-------- Data for the task --------

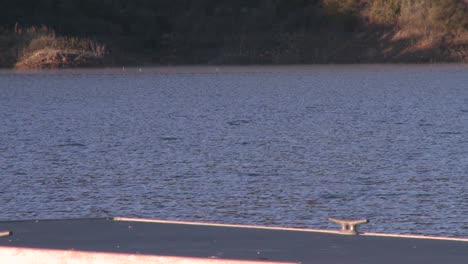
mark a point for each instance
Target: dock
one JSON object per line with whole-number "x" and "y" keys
{"x": 133, "y": 240}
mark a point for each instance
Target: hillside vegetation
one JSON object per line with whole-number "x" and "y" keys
{"x": 65, "y": 33}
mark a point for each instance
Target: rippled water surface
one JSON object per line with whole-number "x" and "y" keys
{"x": 285, "y": 146}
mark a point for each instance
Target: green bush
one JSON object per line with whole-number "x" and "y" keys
{"x": 385, "y": 11}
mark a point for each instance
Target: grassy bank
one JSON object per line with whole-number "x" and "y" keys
{"x": 39, "y": 47}
{"x": 124, "y": 32}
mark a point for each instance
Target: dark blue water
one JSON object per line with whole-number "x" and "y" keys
{"x": 286, "y": 146}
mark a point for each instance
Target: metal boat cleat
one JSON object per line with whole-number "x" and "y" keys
{"x": 348, "y": 226}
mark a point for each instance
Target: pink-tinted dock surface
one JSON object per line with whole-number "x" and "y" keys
{"x": 123, "y": 240}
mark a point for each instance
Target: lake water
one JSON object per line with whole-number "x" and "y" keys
{"x": 281, "y": 146}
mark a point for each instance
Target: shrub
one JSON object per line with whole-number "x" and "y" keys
{"x": 385, "y": 11}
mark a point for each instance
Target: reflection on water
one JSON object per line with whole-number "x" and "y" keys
{"x": 255, "y": 145}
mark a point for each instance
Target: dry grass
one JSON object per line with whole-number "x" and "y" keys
{"x": 40, "y": 47}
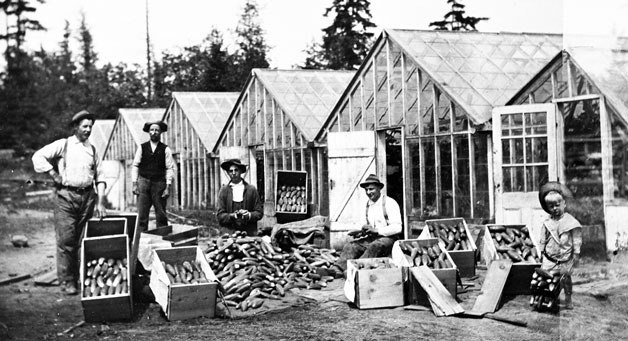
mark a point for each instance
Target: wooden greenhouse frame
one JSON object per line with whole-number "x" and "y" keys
{"x": 126, "y": 137}
{"x": 194, "y": 121}
{"x": 272, "y": 128}
{"x": 435, "y": 90}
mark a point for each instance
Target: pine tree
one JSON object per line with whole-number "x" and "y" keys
{"x": 456, "y": 20}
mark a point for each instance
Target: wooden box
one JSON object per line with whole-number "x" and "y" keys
{"x": 291, "y": 196}
{"x": 183, "y": 301}
{"x": 518, "y": 281}
{"x": 464, "y": 259}
{"x": 414, "y": 294}
{"x": 108, "y": 226}
{"x": 374, "y": 288}
{"x": 111, "y": 307}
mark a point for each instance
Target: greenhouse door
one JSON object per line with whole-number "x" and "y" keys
{"x": 524, "y": 156}
{"x": 351, "y": 158}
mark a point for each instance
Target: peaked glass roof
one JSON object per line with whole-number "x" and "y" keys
{"x": 306, "y": 96}
{"x": 207, "y": 112}
{"x": 479, "y": 70}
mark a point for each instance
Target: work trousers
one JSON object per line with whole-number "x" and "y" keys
{"x": 150, "y": 192}
{"x": 72, "y": 210}
{"x": 372, "y": 247}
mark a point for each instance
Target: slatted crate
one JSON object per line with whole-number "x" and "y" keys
{"x": 464, "y": 259}
{"x": 374, "y": 288}
{"x": 183, "y": 301}
{"x": 518, "y": 281}
{"x": 291, "y": 187}
{"x": 110, "y": 307}
{"x": 414, "y": 294}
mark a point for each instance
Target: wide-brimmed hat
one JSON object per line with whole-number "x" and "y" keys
{"x": 552, "y": 186}
{"x": 233, "y": 162}
{"x": 163, "y": 126}
{"x": 372, "y": 179}
{"x": 81, "y": 115}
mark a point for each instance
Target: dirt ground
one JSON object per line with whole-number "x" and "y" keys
{"x": 29, "y": 312}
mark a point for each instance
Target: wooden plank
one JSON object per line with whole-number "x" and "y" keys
{"x": 493, "y": 286}
{"x": 441, "y": 300}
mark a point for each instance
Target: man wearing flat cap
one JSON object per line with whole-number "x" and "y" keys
{"x": 74, "y": 167}
{"x": 382, "y": 226}
{"x": 152, "y": 174}
{"x": 239, "y": 205}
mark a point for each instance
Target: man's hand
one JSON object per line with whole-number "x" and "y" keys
{"x": 55, "y": 177}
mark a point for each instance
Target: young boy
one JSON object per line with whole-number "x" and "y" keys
{"x": 561, "y": 237}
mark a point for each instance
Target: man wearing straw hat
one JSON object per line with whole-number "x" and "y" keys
{"x": 152, "y": 174}
{"x": 74, "y": 166}
{"x": 239, "y": 205}
{"x": 382, "y": 226}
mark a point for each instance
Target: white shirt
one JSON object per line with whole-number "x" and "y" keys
{"x": 78, "y": 170}
{"x": 376, "y": 218}
{"x": 237, "y": 191}
{"x": 135, "y": 170}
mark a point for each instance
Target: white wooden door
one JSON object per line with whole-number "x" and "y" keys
{"x": 524, "y": 156}
{"x": 351, "y": 158}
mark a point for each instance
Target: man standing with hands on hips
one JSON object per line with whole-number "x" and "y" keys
{"x": 74, "y": 166}
{"x": 152, "y": 174}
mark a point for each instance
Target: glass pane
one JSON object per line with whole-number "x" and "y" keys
{"x": 536, "y": 123}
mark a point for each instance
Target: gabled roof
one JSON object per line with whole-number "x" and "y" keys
{"x": 306, "y": 96}
{"x": 135, "y": 119}
{"x": 608, "y": 70}
{"x": 207, "y": 112}
{"x": 101, "y": 131}
{"x": 478, "y": 70}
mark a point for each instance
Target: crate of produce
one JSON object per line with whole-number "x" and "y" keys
{"x": 291, "y": 196}
{"x": 417, "y": 252}
{"x": 454, "y": 236}
{"x": 108, "y": 226}
{"x": 106, "y": 288}
{"x": 374, "y": 283}
{"x": 183, "y": 283}
{"x": 512, "y": 242}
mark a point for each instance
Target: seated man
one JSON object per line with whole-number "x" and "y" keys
{"x": 382, "y": 226}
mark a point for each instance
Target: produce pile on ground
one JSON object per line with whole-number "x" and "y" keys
{"x": 105, "y": 277}
{"x": 250, "y": 269}
{"x": 291, "y": 199}
{"x": 431, "y": 256}
{"x": 453, "y": 235}
{"x": 514, "y": 244}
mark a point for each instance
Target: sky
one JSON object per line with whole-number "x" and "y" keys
{"x": 118, "y": 27}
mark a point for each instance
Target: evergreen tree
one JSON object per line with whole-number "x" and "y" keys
{"x": 456, "y": 20}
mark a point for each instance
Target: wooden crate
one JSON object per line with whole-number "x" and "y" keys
{"x": 374, "y": 288}
{"x": 464, "y": 259}
{"x": 414, "y": 294}
{"x": 183, "y": 301}
{"x": 289, "y": 179}
{"x": 111, "y": 307}
{"x": 108, "y": 226}
{"x": 518, "y": 281}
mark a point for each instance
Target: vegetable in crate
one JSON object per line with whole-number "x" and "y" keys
{"x": 105, "y": 277}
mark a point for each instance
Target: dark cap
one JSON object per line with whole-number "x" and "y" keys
{"x": 372, "y": 179}
{"x": 233, "y": 162}
{"x": 81, "y": 115}
{"x": 552, "y": 186}
{"x": 163, "y": 126}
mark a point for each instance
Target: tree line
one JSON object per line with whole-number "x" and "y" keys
{"x": 40, "y": 90}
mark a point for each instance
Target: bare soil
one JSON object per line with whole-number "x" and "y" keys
{"x": 29, "y": 312}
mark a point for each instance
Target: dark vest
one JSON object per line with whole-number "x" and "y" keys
{"x": 153, "y": 165}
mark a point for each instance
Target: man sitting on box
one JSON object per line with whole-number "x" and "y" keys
{"x": 382, "y": 226}
{"x": 239, "y": 204}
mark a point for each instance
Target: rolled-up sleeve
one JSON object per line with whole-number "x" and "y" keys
{"x": 43, "y": 158}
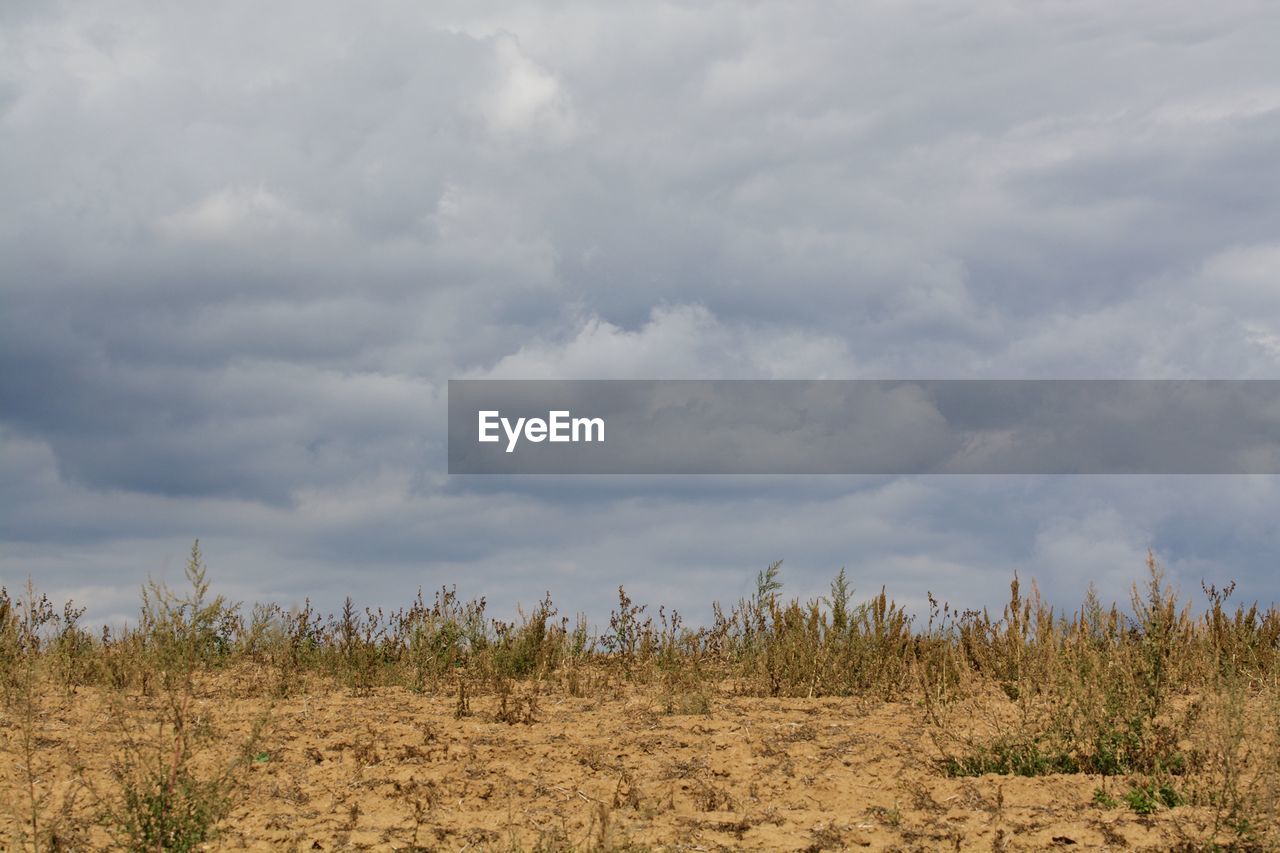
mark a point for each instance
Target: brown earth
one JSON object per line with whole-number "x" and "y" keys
{"x": 625, "y": 769}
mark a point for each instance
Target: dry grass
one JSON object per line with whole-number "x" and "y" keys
{"x": 784, "y": 725}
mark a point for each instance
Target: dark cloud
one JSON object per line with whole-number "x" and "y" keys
{"x": 243, "y": 251}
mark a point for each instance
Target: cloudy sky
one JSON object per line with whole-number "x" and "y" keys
{"x": 245, "y": 247}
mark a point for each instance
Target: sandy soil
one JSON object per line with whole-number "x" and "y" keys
{"x": 394, "y": 770}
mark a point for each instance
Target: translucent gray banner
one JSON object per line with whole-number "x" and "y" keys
{"x": 864, "y": 427}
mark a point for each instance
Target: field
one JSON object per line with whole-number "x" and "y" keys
{"x": 835, "y": 724}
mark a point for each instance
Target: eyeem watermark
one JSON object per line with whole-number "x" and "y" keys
{"x": 557, "y": 427}
{"x": 864, "y": 427}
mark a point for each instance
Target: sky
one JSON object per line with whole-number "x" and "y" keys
{"x": 245, "y": 247}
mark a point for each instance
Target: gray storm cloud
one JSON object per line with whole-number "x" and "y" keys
{"x": 245, "y": 249}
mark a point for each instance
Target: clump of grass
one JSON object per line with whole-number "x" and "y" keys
{"x": 1183, "y": 707}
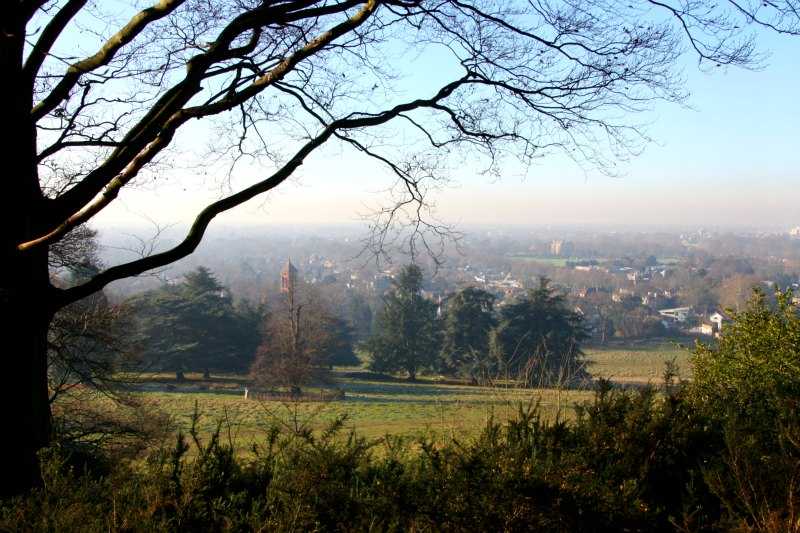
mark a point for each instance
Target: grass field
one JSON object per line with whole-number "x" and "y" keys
{"x": 375, "y": 408}
{"x": 638, "y": 363}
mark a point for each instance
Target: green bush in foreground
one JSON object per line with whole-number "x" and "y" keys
{"x": 703, "y": 456}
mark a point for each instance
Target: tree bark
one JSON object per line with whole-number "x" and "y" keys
{"x": 25, "y": 290}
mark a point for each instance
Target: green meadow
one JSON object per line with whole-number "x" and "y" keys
{"x": 375, "y": 406}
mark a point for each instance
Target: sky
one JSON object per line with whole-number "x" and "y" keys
{"x": 729, "y": 158}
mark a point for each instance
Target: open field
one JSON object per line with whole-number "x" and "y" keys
{"x": 376, "y": 407}
{"x": 639, "y": 363}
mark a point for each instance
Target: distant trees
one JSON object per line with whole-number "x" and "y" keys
{"x": 194, "y": 326}
{"x": 467, "y": 324}
{"x": 406, "y": 337}
{"x": 537, "y": 339}
{"x": 302, "y": 339}
{"x": 534, "y": 340}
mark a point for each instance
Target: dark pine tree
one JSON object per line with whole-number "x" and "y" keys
{"x": 406, "y": 329}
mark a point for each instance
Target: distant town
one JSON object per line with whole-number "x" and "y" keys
{"x": 626, "y": 284}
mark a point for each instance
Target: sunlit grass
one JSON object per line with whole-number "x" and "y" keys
{"x": 375, "y": 408}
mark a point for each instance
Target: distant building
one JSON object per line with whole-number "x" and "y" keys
{"x": 559, "y": 248}
{"x": 703, "y": 329}
{"x": 288, "y": 277}
{"x": 717, "y": 319}
{"x": 678, "y": 314}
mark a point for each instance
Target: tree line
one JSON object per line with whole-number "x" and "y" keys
{"x": 536, "y": 339}
{"x": 296, "y": 337}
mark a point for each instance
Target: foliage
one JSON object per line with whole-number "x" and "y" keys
{"x": 467, "y": 323}
{"x": 537, "y": 339}
{"x": 195, "y": 326}
{"x": 753, "y": 374}
{"x": 406, "y": 330}
{"x": 302, "y": 339}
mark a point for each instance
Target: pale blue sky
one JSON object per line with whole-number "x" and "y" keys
{"x": 730, "y": 160}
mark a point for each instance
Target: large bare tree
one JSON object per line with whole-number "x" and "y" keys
{"x": 92, "y": 101}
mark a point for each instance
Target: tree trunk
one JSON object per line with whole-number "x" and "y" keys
{"x": 26, "y": 297}
{"x": 25, "y": 394}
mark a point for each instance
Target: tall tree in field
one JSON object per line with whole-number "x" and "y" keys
{"x": 406, "y": 336}
{"x": 93, "y": 107}
{"x": 468, "y": 321}
{"x": 194, "y": 326}
{"x": 538, "y": 338}
{"x": 302, "y": 339}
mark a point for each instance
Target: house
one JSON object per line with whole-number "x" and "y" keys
{"x": 703, "y": 329}
{"x": 678, "y": 314}
{"x": 717, "y": 319}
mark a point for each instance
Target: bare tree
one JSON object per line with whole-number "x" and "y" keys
{"x": 297, "y": 341}
{"x": 93, "y": 107}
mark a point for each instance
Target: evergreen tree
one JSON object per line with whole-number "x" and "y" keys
{"x": 194, "y": 326}
{"x": 538, "y": 339}
{"x": 406, "y": 335}
{"x": 468, "y": 321}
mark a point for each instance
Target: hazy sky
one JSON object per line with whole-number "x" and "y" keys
{"x": 733, "y": 159}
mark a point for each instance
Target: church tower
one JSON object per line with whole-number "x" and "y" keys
{"x": 288, "y": 277}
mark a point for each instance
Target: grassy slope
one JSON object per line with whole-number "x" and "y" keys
{"x": 376, "y": 408}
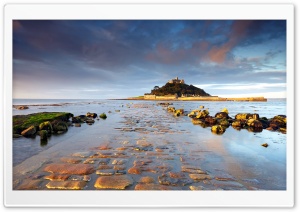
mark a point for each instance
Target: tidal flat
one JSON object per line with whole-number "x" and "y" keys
{"x": 142, "y": 146}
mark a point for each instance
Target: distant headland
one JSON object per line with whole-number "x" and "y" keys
{"x": 176, "y": 90}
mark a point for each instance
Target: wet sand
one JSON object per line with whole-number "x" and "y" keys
{"x": 143, "y": 147}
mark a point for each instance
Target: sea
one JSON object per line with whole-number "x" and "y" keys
{"x": 235, "y": 160}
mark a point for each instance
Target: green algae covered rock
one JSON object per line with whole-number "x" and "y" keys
{"x": 43, "y": 135}
{"x": 29, "y": 132}
{"x": 223, "y": 122}
{"x": 22, "y": 122}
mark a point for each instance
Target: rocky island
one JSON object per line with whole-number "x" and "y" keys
{"x": 177, "y": 90}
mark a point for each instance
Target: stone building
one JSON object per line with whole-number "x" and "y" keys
{"x": 176, "y": 80}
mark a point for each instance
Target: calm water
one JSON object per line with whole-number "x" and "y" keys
{"x": 235, "y": 154}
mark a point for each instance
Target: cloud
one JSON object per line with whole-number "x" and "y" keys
{"x": 238, "y": 32}
{"x": 94, "y": 55}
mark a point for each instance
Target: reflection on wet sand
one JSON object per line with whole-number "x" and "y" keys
{"x": 142, "y": 147}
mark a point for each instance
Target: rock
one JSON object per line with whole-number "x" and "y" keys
{"x": 104, "y": 161}
{"x": 22, "y": 107}
{"x": 107, "y": 172}
{"x": 218, "y": 129}
{"x": 89, "y": 161}
{"x": 210, "y": 120}
{"x": 70, "y": 160}
{"x": 101, "y": 167}
{"x": 59, "y": 126}
{"x": 134, "y": 170}
{"x": 119, "y": 167}
{"x": 113, "y": 182}
{"x": 265, "y": 123}
{"x": 142, "y": 162}
{"x": 46, "y": 126}
{"x": 192, "y": 170}
{"x": 179, "y": 175}
{"x": 81, "y": 154}
{"x": 66, "y": 185}
{"x": 238, "y": 123}
{"x": 171, "y": 109}
{"x": 225, "y": 110}
{"x": 143, "y": 143}
{"x": 198, "y": 122}
{"x": 202, "y": 114}
{"x": 85, "y": 178}
{"x": 278, "y": 122}
{"x": 221, "y": 115}
{"x": 91, "y": 115}
{"x": 223, "y": 122}
{"x": 199, "y": 177}
{"x": 254, "y": 123}
{"x": 103, "y": 116}
{"x": 29, "y": 132}
{"x": 119, "y": 162}
{"x": 146, "y": 179}
{"x": 43, "y": 135}
{"x": 246, "y": 116}
{"x": 57, "y": 177}
{"x": 77, "y": 169}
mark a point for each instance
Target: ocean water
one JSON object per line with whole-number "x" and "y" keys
{"x": 234, "y": 160}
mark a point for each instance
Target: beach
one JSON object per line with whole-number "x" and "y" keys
{"x": 142, "y": 146}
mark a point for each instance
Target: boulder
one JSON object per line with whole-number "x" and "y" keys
{"x": 29, "y": 132}
{"x": 43, "y": 135}
{"x": 225, "y": 110}
{"x": 91, "y": 115}
{"x": 223, "y": 122}
{"x": 278, "y": 122}
{"x": 221, "y": 115}
{"x": 254, "y": 123}
{"x": 240, "y": 116}
{"x": 171, "y": 109}
{"x": 60, "y": 126}
{"x": 46, "y": 126}
{"x": 238, "y": 123}
{"x": 210, "y": 120}
{"x": 79, "y": 119}
{"x": 202, "y": 114}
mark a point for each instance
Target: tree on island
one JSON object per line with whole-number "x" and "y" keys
{"x": 178, "y": 88}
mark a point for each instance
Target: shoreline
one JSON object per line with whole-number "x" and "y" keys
{"x": 221, "y": 99}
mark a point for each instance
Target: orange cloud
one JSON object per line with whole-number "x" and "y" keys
{"x": 239, "y": 31}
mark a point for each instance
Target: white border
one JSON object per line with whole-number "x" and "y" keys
{"x": 146, "y": 198}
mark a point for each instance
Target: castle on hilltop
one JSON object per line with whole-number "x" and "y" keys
{"x": 176, "y": 80}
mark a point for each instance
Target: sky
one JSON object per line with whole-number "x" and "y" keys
{"x": 106, "y": 59}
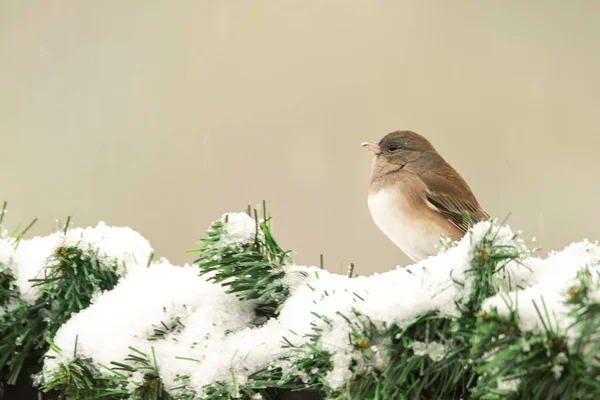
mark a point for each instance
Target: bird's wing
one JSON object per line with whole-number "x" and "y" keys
{"x": 452, "y": 198}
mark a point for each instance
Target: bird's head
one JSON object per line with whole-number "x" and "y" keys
{"x": 399, "y": 148}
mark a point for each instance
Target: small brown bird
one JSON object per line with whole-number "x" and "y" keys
{"x": 415, "y": 195}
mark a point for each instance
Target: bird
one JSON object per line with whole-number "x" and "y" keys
{"x": 415, "y": 197}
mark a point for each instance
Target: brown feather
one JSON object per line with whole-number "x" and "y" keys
{"x": 452, "y": 197}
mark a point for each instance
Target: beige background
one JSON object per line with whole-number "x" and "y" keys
{"x": 164, "y": 115}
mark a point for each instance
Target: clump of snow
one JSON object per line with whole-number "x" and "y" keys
{"x": 551, "y": 278}
{"x": 434, "y": 350}
{"x": 29, "y": 259}
{"x": 121, "y": 243}
{"x": 31, "y": 256}
{"x": 216, "y": 343}
{"x": 128, "y": 314}
{"x": 240, "y": 228}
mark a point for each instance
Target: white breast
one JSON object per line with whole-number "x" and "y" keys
{"x": 413, "y": 234}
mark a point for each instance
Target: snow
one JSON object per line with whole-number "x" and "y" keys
{"x": 130, "y": 312}
{"x": 217, "y": 343}
{"x": 240, "y": 228}
{"x": 121, "y": 243}
{"x": 551, "y": 280}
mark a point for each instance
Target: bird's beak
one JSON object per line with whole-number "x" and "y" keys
{"x": 372, "y": 147}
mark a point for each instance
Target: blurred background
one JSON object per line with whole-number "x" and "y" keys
{"x": 164, "y": 115}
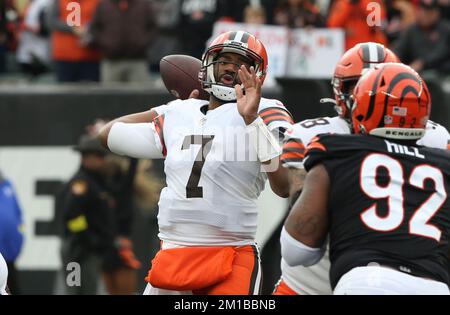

--------

Task directions: Extract each line from the entries above that includes the word "gray" and copy it whole. The match is case-sensitive.

Answer in full:
Target: translucent gray banner
Target: gray storm cloud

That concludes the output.